>> Start EXTRACTED TEXT
Section 6. Chapter Directors: The Chapter Directors shall serve on the Executive Board. They shall also be participating members on the Constitution and By-Laws Committee and shall be an Advisory Member to the Committee(s) to which they are appointed to oversee. They shall attend all Committee Meetings, but shall not be a working member of that Committee.
ARTICLE IV - EXECUTIVE BOARD
Section 1. The Executive Board shall have general supervision of all matters pertaining to the Chapter.
Section 2. Whenever a need arises demanding immediate action between regular meetings, the Executive Board shall have the power to act for the Chapter. It shall see that all books are properly audited at least once a year. The Executive Board shall meet at a time and place selected by the President. Special meetings shall be at the call of the President or upon the written request of three of the Executive Board members. A simple majority shall constitute a quorum at any Executive Board Meeting. The action of the Executive Board shall be reported to the membership.
ARTICLE V - COMMITTEES
Section 1. The Committees of the Chapter shall be:
A. Nominating Committee
B. Standing Committees
C. General Committees
D. Special Committees
Appointment-Term of Office. The Chairman of the Committees shall be appointed by the President with the advice of the Executive Board for the term of the officers, or until discharged, and shall be designated as early as practical after the annual election. The Chairman shall be a member of the Chapter. A majority of all members on the Committee shall be members of the Chapter.
>> End EXTRACTED TEXT
LIST OF TASKS ▸
**A.** In the by-laws excerpt, swap "Chapter Directors" for "Chapter Trustees" and write out everything from "Section 6. Chapter" down to "of that Committee.".
**B.** Answer these questions from the by-laws excerpt:
(i) How often must the books be audited?
(ii) Who appoints the Chairman of the Committees?
(iii) How many Executive Board members must make a written request to call a special meeting?
**C.** Pick up the by-laws excerpt after its last sentence and continue it.
The records that follow are separate material and have no connection to the by-laws excerpt.
>> Start ENTRIES SUPPLIED
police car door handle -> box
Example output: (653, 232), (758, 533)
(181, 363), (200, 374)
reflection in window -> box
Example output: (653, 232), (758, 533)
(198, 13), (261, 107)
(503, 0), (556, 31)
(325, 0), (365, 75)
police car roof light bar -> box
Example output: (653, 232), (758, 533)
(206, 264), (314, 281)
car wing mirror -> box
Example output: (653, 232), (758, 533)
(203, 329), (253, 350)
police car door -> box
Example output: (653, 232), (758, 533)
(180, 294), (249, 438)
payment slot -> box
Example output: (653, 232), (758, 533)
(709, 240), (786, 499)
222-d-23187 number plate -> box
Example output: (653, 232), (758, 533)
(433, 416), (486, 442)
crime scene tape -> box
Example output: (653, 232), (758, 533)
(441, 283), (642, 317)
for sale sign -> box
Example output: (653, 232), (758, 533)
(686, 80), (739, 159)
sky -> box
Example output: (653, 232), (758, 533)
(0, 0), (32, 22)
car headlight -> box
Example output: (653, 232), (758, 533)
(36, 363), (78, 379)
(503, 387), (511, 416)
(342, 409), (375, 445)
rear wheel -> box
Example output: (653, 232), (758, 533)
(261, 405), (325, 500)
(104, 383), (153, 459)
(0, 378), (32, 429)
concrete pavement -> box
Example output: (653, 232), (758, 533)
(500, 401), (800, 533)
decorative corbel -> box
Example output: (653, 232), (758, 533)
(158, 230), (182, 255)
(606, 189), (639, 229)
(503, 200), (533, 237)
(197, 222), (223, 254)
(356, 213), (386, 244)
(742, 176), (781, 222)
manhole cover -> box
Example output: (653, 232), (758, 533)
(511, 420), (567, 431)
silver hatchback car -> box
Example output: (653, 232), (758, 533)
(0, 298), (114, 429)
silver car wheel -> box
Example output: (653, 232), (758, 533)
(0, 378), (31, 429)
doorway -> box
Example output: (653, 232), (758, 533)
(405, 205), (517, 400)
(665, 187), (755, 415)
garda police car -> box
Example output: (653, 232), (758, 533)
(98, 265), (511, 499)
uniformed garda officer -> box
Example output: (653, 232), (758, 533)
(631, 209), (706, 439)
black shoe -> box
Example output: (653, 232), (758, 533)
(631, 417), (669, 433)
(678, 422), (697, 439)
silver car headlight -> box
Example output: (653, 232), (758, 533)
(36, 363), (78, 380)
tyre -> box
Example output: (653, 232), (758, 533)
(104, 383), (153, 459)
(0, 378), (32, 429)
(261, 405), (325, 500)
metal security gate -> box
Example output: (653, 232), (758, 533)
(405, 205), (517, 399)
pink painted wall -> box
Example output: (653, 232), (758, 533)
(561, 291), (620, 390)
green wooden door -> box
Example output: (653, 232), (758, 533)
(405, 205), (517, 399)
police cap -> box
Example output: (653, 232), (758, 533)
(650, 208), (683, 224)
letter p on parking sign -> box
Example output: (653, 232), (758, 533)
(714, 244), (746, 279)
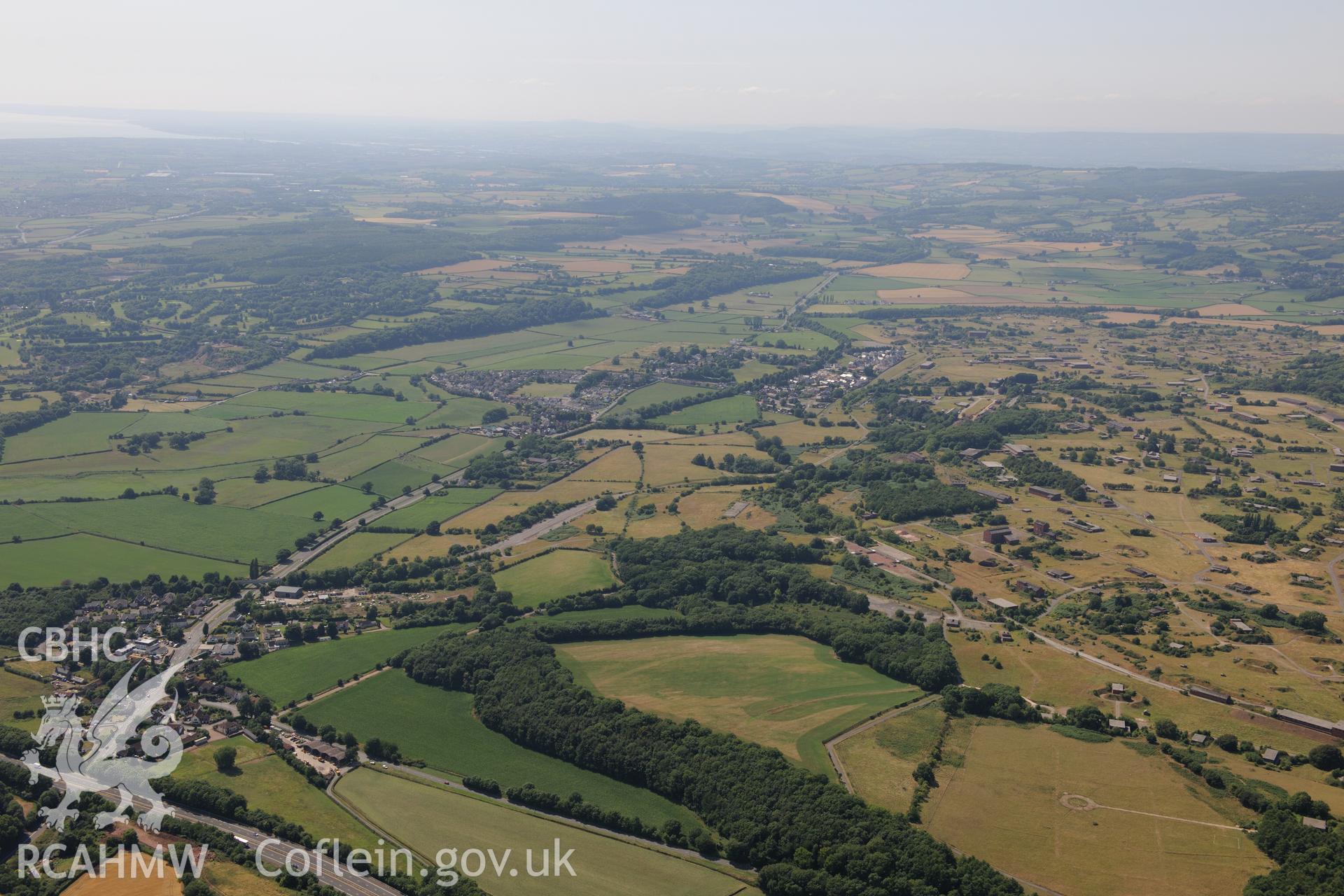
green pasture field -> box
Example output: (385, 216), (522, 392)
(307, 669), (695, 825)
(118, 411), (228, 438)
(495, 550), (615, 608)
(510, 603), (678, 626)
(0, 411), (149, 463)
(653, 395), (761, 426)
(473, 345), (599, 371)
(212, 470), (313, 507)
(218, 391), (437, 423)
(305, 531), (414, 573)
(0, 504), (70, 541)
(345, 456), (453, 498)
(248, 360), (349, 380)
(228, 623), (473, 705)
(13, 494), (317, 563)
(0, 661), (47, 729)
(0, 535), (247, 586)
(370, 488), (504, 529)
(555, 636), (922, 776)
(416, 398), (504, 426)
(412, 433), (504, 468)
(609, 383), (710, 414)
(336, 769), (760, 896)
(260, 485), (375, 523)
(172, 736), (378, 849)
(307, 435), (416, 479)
>> End ENTRIES SUPPLIED
ANSWERS BELOW ▸
**A.**
Section 6. Chapter Trustees: The Chapter Trustees shall serve on the Executive Board. They shall also be participating members on the Constitution and By-Laws Committee and shall be an Advisory Member to the Committee(s) to which they are appointed to oversee. They shall attend all Committee Meetings, but shall not be a working member of that Committee.

**B.**
(i) At least once a year.
(ii) The President, with the advice of the Executive Board.
(iii) Three.

**C.**
Section 2. Nominating Committee. A Nominating Committee of three members shall be nominated and elected from the floor not later than the January meeting. No officer or director shall be eligible for membership on this committee. The committee shall nominate one or more members in good standing for each position to be filled and shall check with the Executive Board to determine the positions for which nominations are to be made. The consent of each nominee shall be obtained by the Nominating Committee prior to the submittal of its report. The Committee shall have its report in the hands of the Secretary in time to be read at the March meeting. Nominations from the floor may be made at the March meeting. Nominations by petition will close on the 25th day of March. Nominations made by petition will be valid only if signed by not less than twenty members in good standing. Nominations from the floor or by petition shall be placed on the ballot provided consent of the nominees has been obtained by those placing the names in nomination. The ballots shall indicate nominations by the Nominating Committee, nominations from the floor, and nominations by petition. The Nominating Committee shall be responsible for certifying and counting all ballots received for the Annual Board Election during the April Membership meeting. The Nominating Committee shall report all results to the Board for review and approval.
Section 3. Standing Committees.
- A. The Standing Committees shall be:
- Constitution and By-Laws
- B. Intended Functions and Duties of the Standing Committees. Each Committee's field of responsibility for any matter properly referred to it might overlap another Committee's field of responsibility. In such case the responsible committee may ask the assistance of such other committees.
- a) Bring the purposes and program of the Society before the profession in order to enlist the support, endorsement, and affiliation.
- b) Seek to secure new members and minimize membership losses.
- a) Provide information on chapter activities to the Chapter Membership and to the State Society.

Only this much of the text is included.